◆ WHAT TO PRODUCE ◆
Pictures should be excluded; otherwise, copy every entry exactly.
##########
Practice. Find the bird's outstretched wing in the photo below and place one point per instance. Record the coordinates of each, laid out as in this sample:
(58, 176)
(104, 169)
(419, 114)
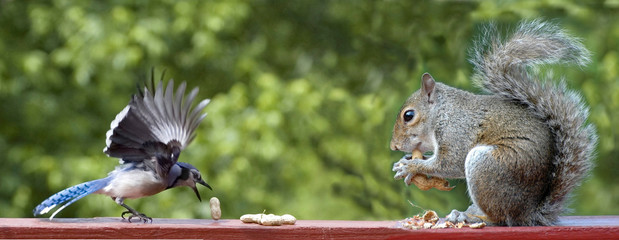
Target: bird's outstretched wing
##########
◆ SOLUTION ◆
Practice. Find the bird's outstretched wing in the photo below and place one point per instance. Record the coordinates of each, laid out as in this sample:
(58, 176)
(104, 169)
(419, 114)
Target: bird's outstretched wing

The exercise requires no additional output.